Data listing:
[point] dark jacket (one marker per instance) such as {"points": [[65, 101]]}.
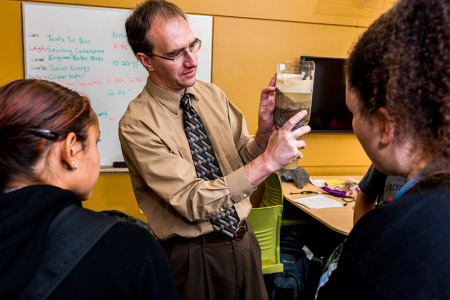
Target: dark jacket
{"points": [[398, 251], [126, 263]]}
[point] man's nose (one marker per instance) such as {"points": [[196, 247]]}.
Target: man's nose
{"points": [[190, 59]]}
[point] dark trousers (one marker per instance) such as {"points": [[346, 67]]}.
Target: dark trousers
{"points": [[217, 270]]}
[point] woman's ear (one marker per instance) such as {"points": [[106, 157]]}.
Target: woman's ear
{"points": [[386, 126], [145, 61], [69, 150]]}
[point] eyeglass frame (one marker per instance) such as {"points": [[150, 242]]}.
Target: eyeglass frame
{"points": [[195, 43]]}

*Task goal*
Can you turn all of the entries above into a JSON list of strings, one string per line, with blank lines dropped and the pictures left out?

*Expected answer*
[
  "[point] dark jacket (one marker per instance) such as {\"points\": [[65, 101]]}.",
  "Target: dark jacket",
  "{\"points\": [[398, 251], [126, 263]]}",
  "[point] man's nose (one marker per instance) such as {\"points\": [[196, 247]]}.",
  "Target: man's nose",
  "{\"points\": [[190, 59]]}",
  "[point] dark trousers (one marker per instance) such as {\"points\": [[346, 67]]}.",
  "Target: dark trousers",
  "{\"points\": [[217, 270]]}",
  "[point] woman's ear (one marker per instance) such as {\"points\": [[106, 157]]}.",
  "Target: woman's ear",
  "{\"points\": [[386, 126], [145, 61], [69, 150]]}",
  "[point] eyeglass frame (one marker per instance) such as {\"points\": [[150, 242]]}.",
  "Target: eyeglass frame",
  "{\"points\": [[195, 43]]}"
]